▸ The problem
Tally the lines in the entries below that contain the word "white", treating uppercase and lowercase as different. Give only the number.

Object location annotation data
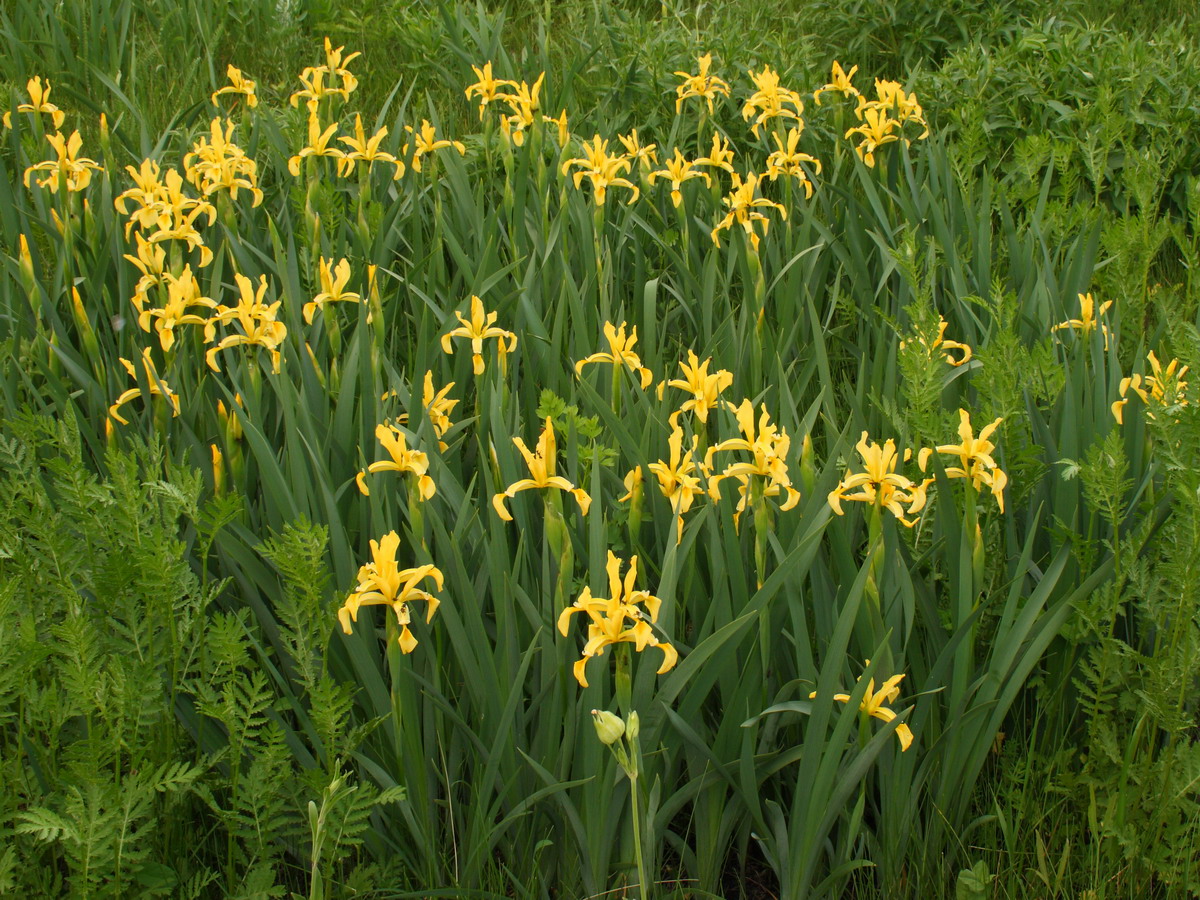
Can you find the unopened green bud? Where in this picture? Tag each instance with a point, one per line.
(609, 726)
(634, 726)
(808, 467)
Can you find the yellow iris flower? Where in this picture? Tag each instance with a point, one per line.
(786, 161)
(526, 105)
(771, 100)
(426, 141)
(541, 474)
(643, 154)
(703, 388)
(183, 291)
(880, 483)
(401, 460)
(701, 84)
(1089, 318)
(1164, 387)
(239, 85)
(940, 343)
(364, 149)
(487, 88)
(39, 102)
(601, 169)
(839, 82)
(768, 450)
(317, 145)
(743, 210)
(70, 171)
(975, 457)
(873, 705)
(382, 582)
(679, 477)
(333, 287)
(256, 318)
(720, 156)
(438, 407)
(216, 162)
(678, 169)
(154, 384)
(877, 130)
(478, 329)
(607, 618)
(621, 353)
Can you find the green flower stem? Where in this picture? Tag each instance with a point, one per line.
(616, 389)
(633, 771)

--

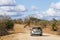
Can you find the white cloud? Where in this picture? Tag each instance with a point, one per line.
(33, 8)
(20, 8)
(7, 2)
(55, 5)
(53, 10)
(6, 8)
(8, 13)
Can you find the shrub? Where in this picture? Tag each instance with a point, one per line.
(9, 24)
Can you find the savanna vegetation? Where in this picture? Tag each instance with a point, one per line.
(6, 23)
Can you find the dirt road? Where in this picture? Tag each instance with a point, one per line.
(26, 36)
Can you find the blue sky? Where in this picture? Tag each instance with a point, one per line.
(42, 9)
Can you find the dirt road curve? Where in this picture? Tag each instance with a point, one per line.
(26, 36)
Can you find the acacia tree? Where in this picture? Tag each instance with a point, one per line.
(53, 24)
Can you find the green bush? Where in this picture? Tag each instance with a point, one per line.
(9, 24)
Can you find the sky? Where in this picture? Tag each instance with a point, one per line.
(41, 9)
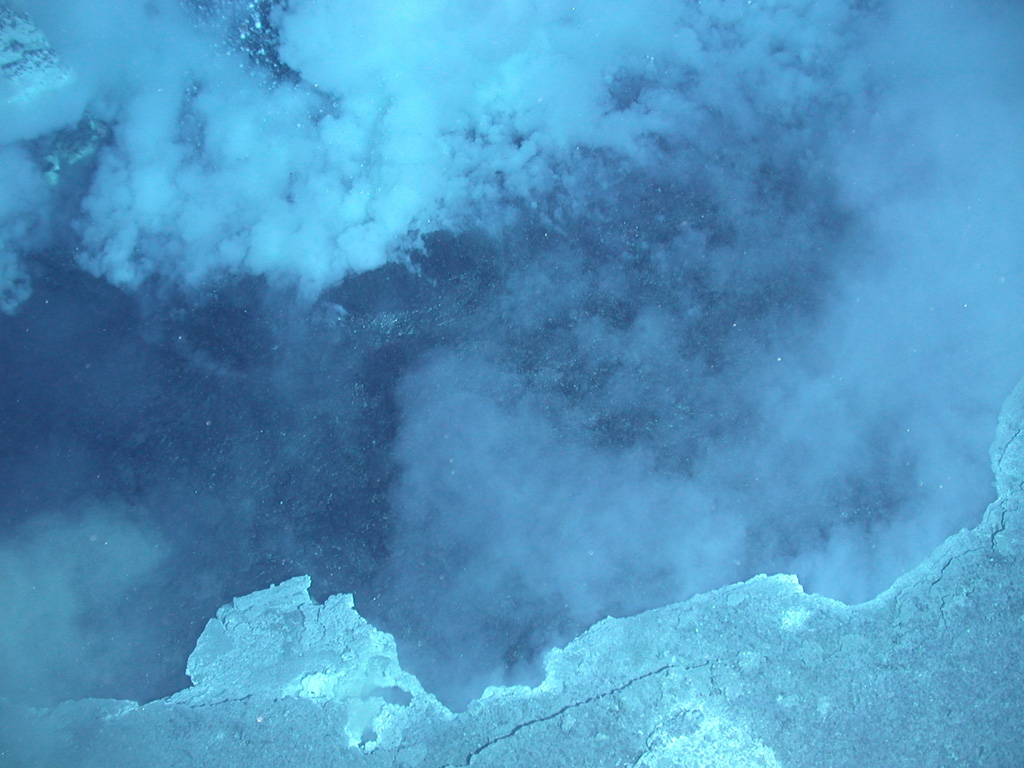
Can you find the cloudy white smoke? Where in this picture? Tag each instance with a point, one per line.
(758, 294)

▸ Response to this task
2